> Your instructions: Please transcribe the data below without any changes, starting at its first line and ending at the line that contains "24,69,70,116".

- - -

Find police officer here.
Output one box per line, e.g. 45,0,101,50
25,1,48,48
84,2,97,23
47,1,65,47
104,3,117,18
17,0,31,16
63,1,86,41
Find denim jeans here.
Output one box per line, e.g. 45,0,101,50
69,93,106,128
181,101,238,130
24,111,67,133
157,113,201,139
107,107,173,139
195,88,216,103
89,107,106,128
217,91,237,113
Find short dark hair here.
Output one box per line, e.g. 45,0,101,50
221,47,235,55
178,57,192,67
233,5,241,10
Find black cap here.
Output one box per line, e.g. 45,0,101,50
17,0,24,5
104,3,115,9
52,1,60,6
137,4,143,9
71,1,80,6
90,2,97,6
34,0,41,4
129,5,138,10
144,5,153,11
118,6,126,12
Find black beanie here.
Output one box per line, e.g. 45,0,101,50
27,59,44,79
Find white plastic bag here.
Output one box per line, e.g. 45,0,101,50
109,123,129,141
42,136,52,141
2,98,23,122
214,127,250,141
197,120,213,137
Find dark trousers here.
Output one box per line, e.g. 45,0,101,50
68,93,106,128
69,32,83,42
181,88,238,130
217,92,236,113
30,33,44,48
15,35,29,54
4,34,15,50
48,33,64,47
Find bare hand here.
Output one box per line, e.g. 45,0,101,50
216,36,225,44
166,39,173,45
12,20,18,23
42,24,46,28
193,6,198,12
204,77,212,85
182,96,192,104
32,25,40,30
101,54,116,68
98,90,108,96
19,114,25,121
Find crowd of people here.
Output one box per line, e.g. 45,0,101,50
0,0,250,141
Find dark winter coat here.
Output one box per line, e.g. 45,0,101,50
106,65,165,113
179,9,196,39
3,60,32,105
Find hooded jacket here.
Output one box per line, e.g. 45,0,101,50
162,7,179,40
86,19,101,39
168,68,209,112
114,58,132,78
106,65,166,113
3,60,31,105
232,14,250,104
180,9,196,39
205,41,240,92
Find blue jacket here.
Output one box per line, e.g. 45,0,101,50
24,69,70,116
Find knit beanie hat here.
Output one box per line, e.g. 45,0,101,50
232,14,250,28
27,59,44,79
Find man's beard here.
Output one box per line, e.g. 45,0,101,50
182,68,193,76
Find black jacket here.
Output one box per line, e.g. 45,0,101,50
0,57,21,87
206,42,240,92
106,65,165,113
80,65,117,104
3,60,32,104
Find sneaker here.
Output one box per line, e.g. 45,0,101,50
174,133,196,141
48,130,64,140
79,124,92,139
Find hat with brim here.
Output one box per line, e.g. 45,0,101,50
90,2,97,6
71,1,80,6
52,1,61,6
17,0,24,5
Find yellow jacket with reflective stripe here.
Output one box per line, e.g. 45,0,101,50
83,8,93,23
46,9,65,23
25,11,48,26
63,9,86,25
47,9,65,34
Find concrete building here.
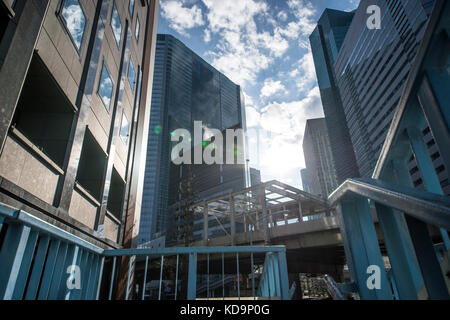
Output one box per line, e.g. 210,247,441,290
139,34,248,243
309,9,359,184
0,0,158,249
303,118,338,197
335,0,434,177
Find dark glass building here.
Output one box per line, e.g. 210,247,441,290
303,118,338,197
0,0,159,249
309,9,359,184
139,34,248,243
335,0,434,177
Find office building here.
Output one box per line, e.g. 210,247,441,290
0,0,158,250
309,9,359,184
139,34,248,243
300,168,310,193
303,118,338,198
335,0,434,177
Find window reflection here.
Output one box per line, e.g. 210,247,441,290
128,57,136,91
120,112,130,146
61,0,86,50
136,18,141,41
111,2,122,46
98,63,113,111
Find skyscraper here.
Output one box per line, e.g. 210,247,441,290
139,34,248,243
335,0,434,177
309,9,359,184
0,0,158,249
303,118,338,197
300,168,310,193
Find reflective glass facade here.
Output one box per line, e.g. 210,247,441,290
139,35,246,244
305,9,359,184
335,0,434,177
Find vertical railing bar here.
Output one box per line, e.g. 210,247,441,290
158,255,164,300
141,256,148,300
250,252,256,300
108,257,117,300
175,254,180,301
95,257,105,300
206,253,209,300
236,252,241,300
125,256,133,300
222,252,225,300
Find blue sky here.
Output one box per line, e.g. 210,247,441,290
158,0,359,187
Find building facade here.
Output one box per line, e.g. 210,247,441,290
0,0,158,248
305,9,359,184
335,0,434,177
139,34,248,243
303,118,338,198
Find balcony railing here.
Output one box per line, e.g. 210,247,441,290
0,205,289,300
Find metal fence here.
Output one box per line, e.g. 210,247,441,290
0,205,289,300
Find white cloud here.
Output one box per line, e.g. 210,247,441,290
161,0,205,37
247,87,323,185
261,79,287,97
202,0,295,85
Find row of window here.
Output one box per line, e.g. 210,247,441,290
60,0,141,52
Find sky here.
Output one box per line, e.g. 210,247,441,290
158,0,359,188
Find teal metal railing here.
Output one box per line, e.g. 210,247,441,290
329,0,450,300
0,204,289,300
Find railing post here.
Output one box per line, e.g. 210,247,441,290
406,127,450,250
203,201,209,247
0,225,31,300
277,251,290,300
298,200,303,222
375,203,423,300
338,195,393,300
260,187,270,245
187,252,197,300
230,196,236,246
392,160,448,299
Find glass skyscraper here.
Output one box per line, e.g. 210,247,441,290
138,34,248,244
302,118,338,198
335,0,434,177
305,9,359,184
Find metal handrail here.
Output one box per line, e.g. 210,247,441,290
328,178,450,230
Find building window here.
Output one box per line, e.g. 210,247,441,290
128,57,136,92
107,168,126,221
128,0,134,19
111,2,122,46
12,54,75,168
61,0,86,51
120,111,130,146
135,17,141,42
98,62,113,112
76,130,107,201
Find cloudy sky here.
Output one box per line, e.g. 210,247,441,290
158,0,359,187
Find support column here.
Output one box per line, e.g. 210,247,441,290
338,195,393,300
187,252,197,300
393,160,448,299
375,203,423,300
406,127,450,251
203,201,209,247
230,196,236,246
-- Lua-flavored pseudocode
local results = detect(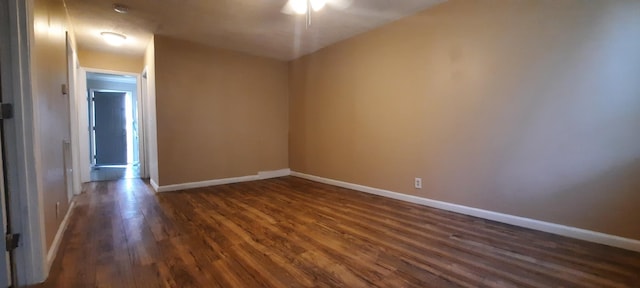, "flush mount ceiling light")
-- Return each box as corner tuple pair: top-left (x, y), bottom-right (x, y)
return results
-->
(291, 0), (327, 15)
(113, 3), (129, 14)
(280, 0), (353, 28)
(100, 32), (127, 46)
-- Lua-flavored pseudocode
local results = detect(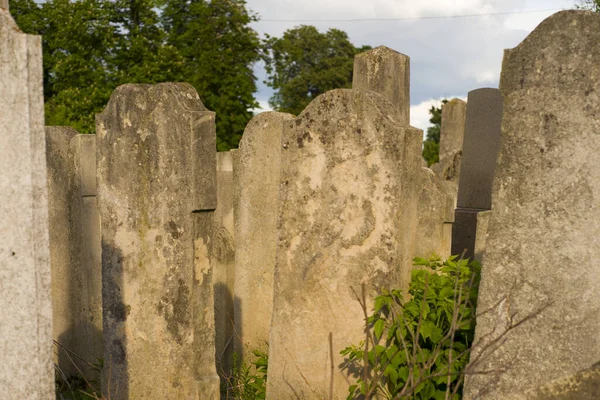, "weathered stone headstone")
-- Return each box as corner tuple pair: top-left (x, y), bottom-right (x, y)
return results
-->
(452, 88), (502, 258)
(352, 46), (410, 125)
(267, 90), (422, 399)
(352, 46), (452, 274)
(212, 151), (235, 373)
(465, 11), (600, 399)
(96, 83), (219, 400)
(0, 7), (54, 400)
(235, 112), (293, 360)
(46, 126), (102, 379)
(432, 99), (467, 198)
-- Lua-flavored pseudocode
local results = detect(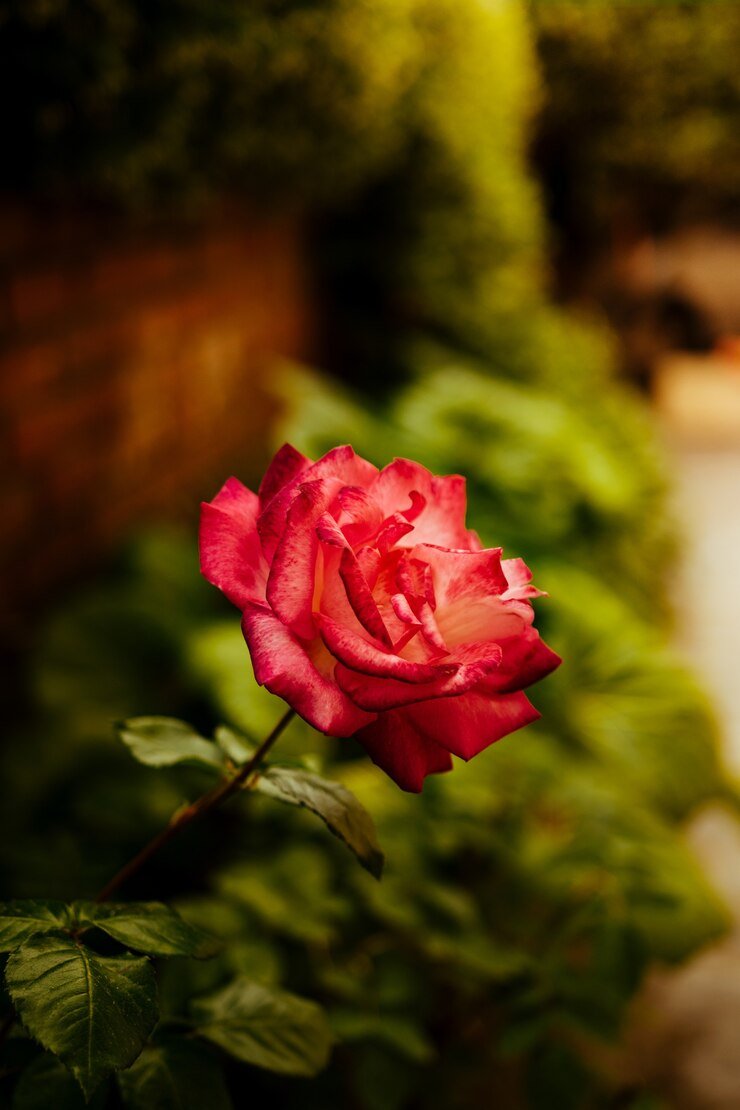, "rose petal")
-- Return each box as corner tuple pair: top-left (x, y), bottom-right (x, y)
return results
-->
(410, 544), (508, 611)
(199, 478), (267, 608)
(369, 458), (470, 548)
(316, 613), (457, 683)
(242, 603), (373, 736)
(257, 446), (377, 561)
(408, 690), (540, 759)
(267, 478), (339, 639)
(259, 443), (311, 508)
(356, 710), (453, 794)
(480, 628), (562, 694)
(334, 645), (500, 713)
(501, 558), (547, 599)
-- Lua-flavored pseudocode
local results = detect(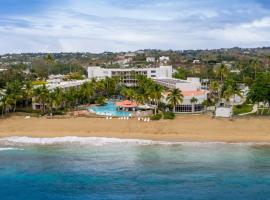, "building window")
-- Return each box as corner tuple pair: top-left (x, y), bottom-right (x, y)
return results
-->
(175, 105), (192, 113)
(195, 104), (204, 112)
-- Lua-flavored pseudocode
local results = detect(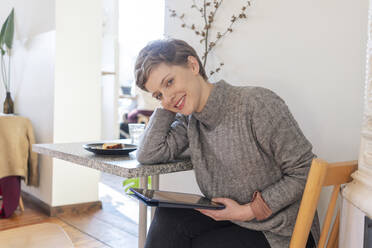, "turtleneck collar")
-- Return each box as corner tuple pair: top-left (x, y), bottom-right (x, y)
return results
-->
(192, 80), (229, 129)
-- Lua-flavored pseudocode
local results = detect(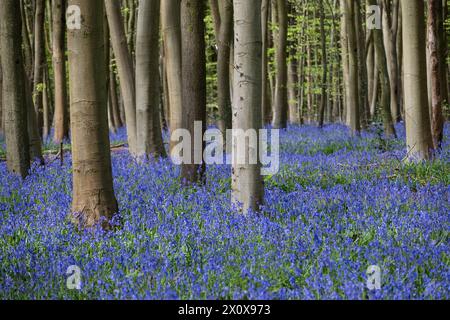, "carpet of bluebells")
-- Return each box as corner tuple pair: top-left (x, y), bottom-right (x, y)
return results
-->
(0, 125), (450, 299)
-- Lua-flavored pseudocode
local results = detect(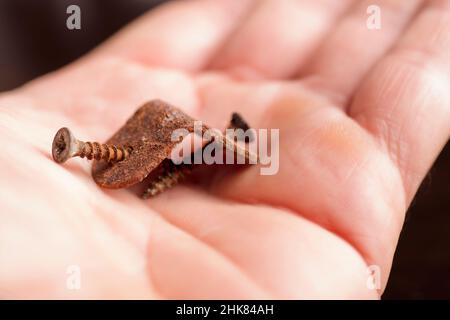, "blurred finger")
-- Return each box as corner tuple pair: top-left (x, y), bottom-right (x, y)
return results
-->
(212, 0), (352, 79)
(92, 0), (254, 71)
(301, 0), (422, 107)
(349, 0), (450, 201)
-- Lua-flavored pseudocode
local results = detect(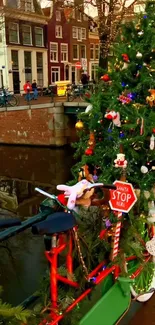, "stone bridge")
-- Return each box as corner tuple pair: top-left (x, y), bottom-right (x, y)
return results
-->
(0, 102), (88, 147)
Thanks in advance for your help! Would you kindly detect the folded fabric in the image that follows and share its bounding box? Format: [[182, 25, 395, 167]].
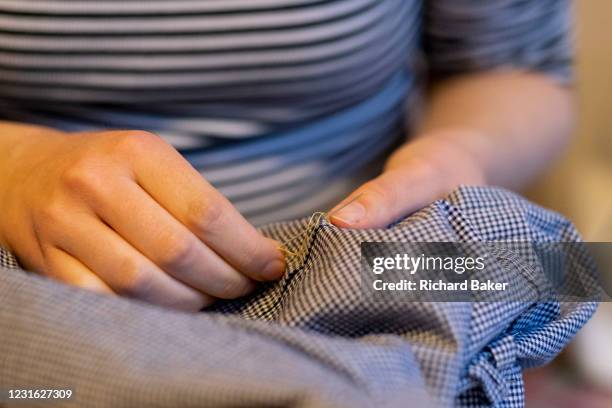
[[0, 187, 596, 407]]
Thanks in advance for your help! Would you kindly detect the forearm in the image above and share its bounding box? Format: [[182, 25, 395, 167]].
[[418, 72, 574, 188]]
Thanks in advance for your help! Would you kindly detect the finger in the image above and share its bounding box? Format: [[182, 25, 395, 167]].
[[329, 168, 440, 229], [119, 132, 285, 280], [89, 178, 255, 299], [45, 247, 114, 294], [51, 214, 214, 311]]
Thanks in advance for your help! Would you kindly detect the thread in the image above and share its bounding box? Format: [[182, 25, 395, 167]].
[[278, 193, 363, 259]]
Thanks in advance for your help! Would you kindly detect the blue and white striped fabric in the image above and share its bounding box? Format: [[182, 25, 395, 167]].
[[0, 0, 572, 224]]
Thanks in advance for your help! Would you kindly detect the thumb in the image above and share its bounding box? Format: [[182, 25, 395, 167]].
[[329, 168, 441, 229]]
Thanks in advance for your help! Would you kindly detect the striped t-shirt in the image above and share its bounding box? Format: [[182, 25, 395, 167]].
[[0, 0, 572, 224]]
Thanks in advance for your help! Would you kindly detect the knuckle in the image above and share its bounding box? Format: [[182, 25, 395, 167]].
[[117, 257, 153, 299], [217, 279, 254, 299], [186, 200, 225, 234], [40, 200, 66, 226], [62, 156, 103, 192], [159, 234, 197, 269], [113, 130, 161, 155]]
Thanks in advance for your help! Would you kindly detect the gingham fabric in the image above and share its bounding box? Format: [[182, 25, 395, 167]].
[[0, 187, 596, 407]]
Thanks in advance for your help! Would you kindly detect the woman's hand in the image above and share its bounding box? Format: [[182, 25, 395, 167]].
[[0, 124, 284, 310], [330, 129, 485, 228]]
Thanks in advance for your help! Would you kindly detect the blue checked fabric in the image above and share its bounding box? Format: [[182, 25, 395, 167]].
[[0, 187, 596, 407]]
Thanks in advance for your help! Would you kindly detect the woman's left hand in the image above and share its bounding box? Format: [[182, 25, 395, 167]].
[[330, 129, 486, 228]]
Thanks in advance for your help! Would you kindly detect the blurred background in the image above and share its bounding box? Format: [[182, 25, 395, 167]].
[[526, 0, 612, 408]]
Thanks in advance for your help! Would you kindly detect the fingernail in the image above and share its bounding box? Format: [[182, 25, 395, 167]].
[[262, 259, 285, 280], [331, 201, 366, 227]]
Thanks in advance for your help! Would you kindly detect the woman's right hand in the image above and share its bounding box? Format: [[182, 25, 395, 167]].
[[0, 122, 284, 310]]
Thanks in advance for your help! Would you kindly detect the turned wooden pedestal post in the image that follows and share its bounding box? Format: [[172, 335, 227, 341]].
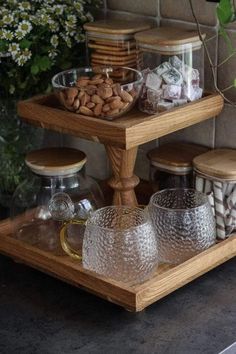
[[106, 145, 139, 206]]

- - -

> Answer in full:
Find police officer here.
Output one box per line, e.g. 45,0,101,50
25,1,48,48
84,2,97,23
47,1,65,47
104,3,117,18
17,0,31,16
63,1,86,41
Find denim jeans here.
Output one box per line, e.g. 45,0,101,50
69,93,106,128
181,101,238,130
24,111,67,133
157,113,201,139
107,107,173,139
195,88,216,103
89,107,106,128
217,91,237,113
Find short dark hair here.
Output one box per line, e.g. 45,0,101,50
221,47,235,55
178,57,192,67
233,5,241,10
Find black cap here.
Output one box per line, e.g. 45,0,101,50
17,0,24,5
104,3,115,9
52,1,60,6
137,4,143,9
71,1,80,6
90,2,97,6
34,0,41,4
129,5,138,10
144,5,153,11
118,6,126,12
Find black beanie here.
Output one box per line, e.g. 45,0,101,50
27,59,44,79
Find white plastic bag here.
Output one box per line, e.g. 45,0,101,50
109,123,129,141
42,136,52,141
2,98,23,122
214,127,250,141
197,120,213,137
Find dark trousers here.
Output one box per line, e.g. 45,0,101,50
68,93,106,128
69,32,83,42
181,88,238,130
217,92,236,113
30,33,44,48
15,35,29,54
4,34,15,50
48,33,64,47
Find bare hand here.
Output one box per line, e.g. 45,0,101,50
216,36,225,44
166,39,173,45
12,20,18,23
42,24,46,28
193,6,198,12
204,77,212,85
182,96,192,104
32,25,40,30
101,54,116,68
98,90,108,96
19,114,25,121
Find crowd of people here.
Output one box per line, e.g. 45,0,101,50
0,0,250,141
Find dark winter coat here.
Output one box per line, e.g. 45,0,101,50
106,65,165,113
179,9,196,39
3,60,32,105
Find hooded jacket here.
Output one box per line, e.g. 45,0,101,50
162,7,179,40
86,19,101,39
168,68,209,112
114,58,132,78
106,65,166,113
3,60,31,105
232,14,250,104
180,9,196,39
205,41,240,92
Find blue jacket here.
Output one box per line, e.g. 45,0,101,50
24,69,70,116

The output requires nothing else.